AIM OF THE TASK
When a line of the records below contains the string "dark", copy that whole line.
____________
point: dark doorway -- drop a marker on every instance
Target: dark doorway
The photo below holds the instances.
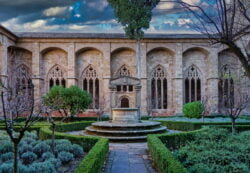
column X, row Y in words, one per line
column 124, row 103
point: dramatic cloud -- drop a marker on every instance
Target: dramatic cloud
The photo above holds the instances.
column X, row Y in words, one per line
column 83, row 16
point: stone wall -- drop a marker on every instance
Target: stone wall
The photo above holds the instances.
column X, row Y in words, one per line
column 108, row 55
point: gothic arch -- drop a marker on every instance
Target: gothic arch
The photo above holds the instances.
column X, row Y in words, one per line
column 192, row 84
column 171, row 52
column 23, row 78
column 123, row 71
column 159, row 87
column 91, row 83
column 56, row 77
column 124, row 102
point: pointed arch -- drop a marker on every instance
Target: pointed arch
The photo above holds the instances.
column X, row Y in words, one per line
____________
SOLVED EXERCISE
point: dark doorway -- drop a marker on every instance
Target: dark doorway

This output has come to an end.